- **本文**
こんにちは、ラッコです。
今回はAmazon Primeで映画「グランド・ブダペスト・ホテル」を鑑賞しました!
言わずと知れたウェス・アンダーソンが監督を務めた本作。
舞台は、カラフルで、おもちゃの世界に迷い込んだかのようなホテル。
その中で、美しくも残酷で、どこか心温まる物語が繰り広げられていきます。
早速ご紹介していきます!
・アートのような美しい背景を楽しみたい
・テンポのいい作品が好き
・コメディ映画が観たい
作品概要
題名 | グランド・ブダペスト・ホテル(原題:The Grand Budapest Hotel) |
公開年 | 2014年 |
監督 | ウェス・アンダーソン |
キャスト | レイフ・ファインズ(ムッシュ・グスタヴ・H ) トニー・レヴォロリ(ゼロ) –F・マーリー・エイブラハム(1968年のゼロ) トム・ウィルキンソン(作家) シアーシャ・ローナン(アガサ) ティルダ・スウィンソン(マダムD) |
公式サイト | なし |
あらすじ
舞台は1932年、架空の国ズブロフカ共和国。
超高級ホテル『グランド・ブダペスト・ホテル』には、伝説のコンシェルジュ、グスタヴ・Hがいました。
おもてなしの達人である彼のもとで、ホテルに憧れていた青年ゼロがベルボーイとして働き始めます。
しかし物語は、常連客の富豪であるマダムDの死によって大きく動き出します。
マダムDの遺言によって貴重な絵画を相続することになったグスタヴ。
よそものに財産を奪われたと憤ったマダムDの息子ドミトリーは、グスタヴをマダムD殺害の容疑者に仕立て上げ、絵画を取り戻そうと動き出します。
こうしてグスタヴとゼロの、絵画を巡る波乱の逃走劇が幕を開けます。
感想・考察
これから鑑賞される方へ(ネタバレなし)
これぞウェス・アンダーソン!めくるめく映像美
ウェス・アンダーソン作品といえば、まず思い浮かぶのが絵本のように可愛らしい背景。

- **データ行**
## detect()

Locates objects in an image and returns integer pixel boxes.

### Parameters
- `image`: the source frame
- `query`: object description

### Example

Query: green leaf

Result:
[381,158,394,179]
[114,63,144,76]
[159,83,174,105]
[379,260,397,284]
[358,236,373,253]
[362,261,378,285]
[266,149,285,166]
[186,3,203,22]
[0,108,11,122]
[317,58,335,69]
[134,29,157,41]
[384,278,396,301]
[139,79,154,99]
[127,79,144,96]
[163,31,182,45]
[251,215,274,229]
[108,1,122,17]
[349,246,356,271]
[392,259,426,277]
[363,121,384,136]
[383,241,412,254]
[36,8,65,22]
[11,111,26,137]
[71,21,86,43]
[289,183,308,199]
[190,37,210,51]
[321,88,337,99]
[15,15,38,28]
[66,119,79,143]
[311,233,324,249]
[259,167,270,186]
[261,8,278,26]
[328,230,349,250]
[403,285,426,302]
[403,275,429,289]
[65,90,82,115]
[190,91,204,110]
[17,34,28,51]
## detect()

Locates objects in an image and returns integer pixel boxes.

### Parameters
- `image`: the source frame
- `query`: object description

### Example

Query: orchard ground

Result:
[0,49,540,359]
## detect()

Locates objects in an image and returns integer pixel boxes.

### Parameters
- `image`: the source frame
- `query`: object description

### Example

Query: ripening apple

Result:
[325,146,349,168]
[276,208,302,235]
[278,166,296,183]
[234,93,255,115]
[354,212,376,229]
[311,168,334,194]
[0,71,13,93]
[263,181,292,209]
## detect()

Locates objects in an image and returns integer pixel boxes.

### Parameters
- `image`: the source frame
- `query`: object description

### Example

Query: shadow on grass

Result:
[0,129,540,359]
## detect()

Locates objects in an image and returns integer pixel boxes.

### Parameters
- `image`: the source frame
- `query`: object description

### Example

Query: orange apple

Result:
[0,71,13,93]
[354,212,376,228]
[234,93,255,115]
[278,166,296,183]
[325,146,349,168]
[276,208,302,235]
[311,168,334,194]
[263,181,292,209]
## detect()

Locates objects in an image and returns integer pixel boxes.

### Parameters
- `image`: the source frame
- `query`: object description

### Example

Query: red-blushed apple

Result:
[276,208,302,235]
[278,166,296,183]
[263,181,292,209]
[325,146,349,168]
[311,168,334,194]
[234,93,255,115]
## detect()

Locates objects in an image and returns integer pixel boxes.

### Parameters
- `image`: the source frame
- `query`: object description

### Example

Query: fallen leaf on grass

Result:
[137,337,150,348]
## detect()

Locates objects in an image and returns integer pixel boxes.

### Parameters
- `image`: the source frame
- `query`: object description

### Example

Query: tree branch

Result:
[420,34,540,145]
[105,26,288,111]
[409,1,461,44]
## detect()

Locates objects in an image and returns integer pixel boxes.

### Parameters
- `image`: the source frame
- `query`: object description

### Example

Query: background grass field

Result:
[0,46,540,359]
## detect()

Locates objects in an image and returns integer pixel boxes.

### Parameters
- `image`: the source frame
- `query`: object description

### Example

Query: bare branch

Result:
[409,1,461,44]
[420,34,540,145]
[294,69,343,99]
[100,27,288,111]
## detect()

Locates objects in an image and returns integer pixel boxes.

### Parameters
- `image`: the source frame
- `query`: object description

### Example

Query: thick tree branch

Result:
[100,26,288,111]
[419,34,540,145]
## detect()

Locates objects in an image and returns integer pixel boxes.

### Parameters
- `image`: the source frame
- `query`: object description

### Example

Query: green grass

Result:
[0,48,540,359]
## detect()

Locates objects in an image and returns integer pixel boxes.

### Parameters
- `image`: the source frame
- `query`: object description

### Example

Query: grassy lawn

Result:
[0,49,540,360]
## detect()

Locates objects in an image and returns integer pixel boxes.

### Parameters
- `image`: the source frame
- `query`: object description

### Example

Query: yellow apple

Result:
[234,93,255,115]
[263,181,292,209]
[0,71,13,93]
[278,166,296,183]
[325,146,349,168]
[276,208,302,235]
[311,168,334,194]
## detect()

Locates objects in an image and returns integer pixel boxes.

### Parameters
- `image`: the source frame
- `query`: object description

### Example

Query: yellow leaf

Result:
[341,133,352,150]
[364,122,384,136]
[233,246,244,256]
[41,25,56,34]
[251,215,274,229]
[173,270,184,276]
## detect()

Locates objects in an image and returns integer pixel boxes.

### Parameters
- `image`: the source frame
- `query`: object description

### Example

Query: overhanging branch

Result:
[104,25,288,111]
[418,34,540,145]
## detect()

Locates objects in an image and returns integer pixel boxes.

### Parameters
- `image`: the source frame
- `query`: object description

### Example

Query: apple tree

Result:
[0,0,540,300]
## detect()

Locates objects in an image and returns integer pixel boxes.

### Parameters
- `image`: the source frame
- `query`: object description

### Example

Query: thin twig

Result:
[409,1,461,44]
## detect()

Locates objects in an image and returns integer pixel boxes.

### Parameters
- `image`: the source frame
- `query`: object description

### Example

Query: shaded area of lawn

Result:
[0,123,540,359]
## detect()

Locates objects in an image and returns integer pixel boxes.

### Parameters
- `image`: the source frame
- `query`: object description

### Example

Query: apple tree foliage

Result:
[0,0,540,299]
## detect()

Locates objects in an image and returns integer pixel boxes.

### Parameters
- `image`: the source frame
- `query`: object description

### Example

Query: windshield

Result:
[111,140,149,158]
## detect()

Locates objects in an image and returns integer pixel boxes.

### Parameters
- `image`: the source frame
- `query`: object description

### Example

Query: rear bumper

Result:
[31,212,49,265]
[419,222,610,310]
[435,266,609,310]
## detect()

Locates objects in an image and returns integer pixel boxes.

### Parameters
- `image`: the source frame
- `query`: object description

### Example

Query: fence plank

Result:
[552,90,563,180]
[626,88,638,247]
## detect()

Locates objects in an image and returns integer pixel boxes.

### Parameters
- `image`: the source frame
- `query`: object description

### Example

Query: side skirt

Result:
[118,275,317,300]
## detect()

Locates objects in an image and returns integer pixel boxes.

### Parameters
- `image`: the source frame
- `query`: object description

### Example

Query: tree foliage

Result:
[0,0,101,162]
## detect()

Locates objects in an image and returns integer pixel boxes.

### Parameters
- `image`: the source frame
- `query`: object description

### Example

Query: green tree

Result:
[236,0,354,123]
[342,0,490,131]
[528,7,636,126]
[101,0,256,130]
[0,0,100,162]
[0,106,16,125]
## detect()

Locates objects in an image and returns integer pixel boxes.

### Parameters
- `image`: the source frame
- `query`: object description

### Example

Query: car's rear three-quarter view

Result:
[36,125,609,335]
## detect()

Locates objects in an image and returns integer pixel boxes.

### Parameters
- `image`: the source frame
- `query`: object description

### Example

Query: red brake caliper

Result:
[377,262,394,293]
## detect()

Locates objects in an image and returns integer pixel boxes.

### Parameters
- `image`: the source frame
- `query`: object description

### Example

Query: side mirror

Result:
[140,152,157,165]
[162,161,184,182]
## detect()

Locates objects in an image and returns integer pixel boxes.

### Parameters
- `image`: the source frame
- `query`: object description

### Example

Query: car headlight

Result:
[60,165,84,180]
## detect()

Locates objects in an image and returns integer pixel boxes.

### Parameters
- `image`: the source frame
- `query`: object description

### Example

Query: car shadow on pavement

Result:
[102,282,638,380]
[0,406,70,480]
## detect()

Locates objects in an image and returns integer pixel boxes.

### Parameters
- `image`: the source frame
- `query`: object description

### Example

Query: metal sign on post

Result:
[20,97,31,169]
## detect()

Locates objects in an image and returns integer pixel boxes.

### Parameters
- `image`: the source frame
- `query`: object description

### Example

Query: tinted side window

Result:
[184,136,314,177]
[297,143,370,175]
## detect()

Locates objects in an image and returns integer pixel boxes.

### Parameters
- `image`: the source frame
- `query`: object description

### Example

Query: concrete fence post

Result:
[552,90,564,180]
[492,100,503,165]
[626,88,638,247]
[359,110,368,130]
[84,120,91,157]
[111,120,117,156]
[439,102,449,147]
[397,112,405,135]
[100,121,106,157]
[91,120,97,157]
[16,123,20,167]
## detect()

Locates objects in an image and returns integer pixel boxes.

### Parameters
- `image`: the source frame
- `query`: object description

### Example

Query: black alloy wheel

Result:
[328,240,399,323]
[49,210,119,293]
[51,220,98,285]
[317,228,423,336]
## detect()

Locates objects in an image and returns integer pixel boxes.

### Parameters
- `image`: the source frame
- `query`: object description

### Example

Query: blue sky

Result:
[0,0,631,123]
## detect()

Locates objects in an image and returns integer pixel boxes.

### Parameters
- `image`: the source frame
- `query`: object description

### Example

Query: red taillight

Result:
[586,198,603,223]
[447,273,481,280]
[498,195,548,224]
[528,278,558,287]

- **取り組む課題**
(1) 映画「グランド・ブダペスト・ホテル」のレビューでは、物語の舞台となる国はどこだと書かれていますか。
(2) 映画「グランド・ブダペスト・ホテル」のレビューのうち、「超高級ホテル『グランド・ブダ」から始まり「ウェス・アンダーソン作品といえば、まず思い浮かぶのが絵本のように可愛らしい背景。」で終わる部分をそのまま書き写してください。
(3) 映画「グランド・ブダペスト・ホテル」のレビューを、本文が終わったところから書き継いでください。
データの行はこの作業とは関係ありません。

- **回答一覧**
(1) 架空の国、ズブロフカ共和国です。

(2)
超高級ホテル『グランド・ブダペスト・ホテル』には、伝説のコンシェルジュ、グスタヴ・Hがいました。
おもてなしの達人である彼のもとで、ホテルに憧れていた青年ゼロがベルボーイとして働き始めます。
しかし物語は、常連客の富豪であるマダムDの死によって大きく動き出します。
マダムDの遺言によって貴重な絵画を相続することになったグスタヴ。
よそものに財産を奪われたと憤ったマダムDの息子ドミトリーは、グスタヴをマダムD殺害の容疑者に仕立て上げ、絵画を取り戻そうと動き出します。
こうしてグスタヴとゼロの、絵画を巡る波乱の逃走劇が幕を開けます。
感想・考察
これから鑑賞される方へ(ネタバレなし)
これぞウェス・アンダーソン!めくるめく映像美
ウェス・アンダーソン作品といえば、まず思い浮かぶのが絵本のように可愛らしい背景。

(3)
本作もその魅力にあふれていて、ホテルの外観やエレベーター、大浴場に至るまで、どのシーンを切り取っても、それだけで一枚の作品として成立するほどの美しさがあります。
本作では固定カメラを使ったシーンが多く、さらに多くの場面で左右対称(シンメトリー)が意識されています。
その細部まで計算し尽くされたカメラワークには思わず感心してしまいました。
また、動かない背景の中でキャラクターたちが動き回る様子は、“演じています!”と言わんばかりのコミカルな動きも重なって、まるで人形劇を観ているようです。
他の映画ではあまり見られない独特の演出で、観ていて自然とわくわくさせられました。
撮影はドイツのゲルリッツやドレスデンの街並み・建物で行われたそうです。
監督をはじめとした製作スタッフは、中央ヨーロッパ各地を調査し、空き家になったホテルを片っ端から探したものの、理想の場所は見つからず・・・。
最終的に出会ったのは、廃業していたゲルリッツの百貨店でした。
その内装をホテルとして活用し、装飾はヨーロッパ各地の実在するホテルを参考に徹底的に作り込まれたのだとか。
背景へのこだわりが作品全体に息づいていて、ロケ地探しにも相当な情熱が注がれていたことが伝わってきます。
日本ではなかなか出会えない風景ばかりで、思わず引き込まれてしまいました。

美しくかわいいシーンがたくさんで、女性ファンが多いというのも納得!
参考:映画「グランド・ブダペスト・ホテル」 メイキング映像
へんてこで愛らしい登場人物
次に注目すべきは、グスタヴやゼロをはじめとした登場人物たち。
グスタヴは、一流のおもてなしを誇るコンシェルジュで、ホテルを常に美しく整える几帳面な性格の持ち主です。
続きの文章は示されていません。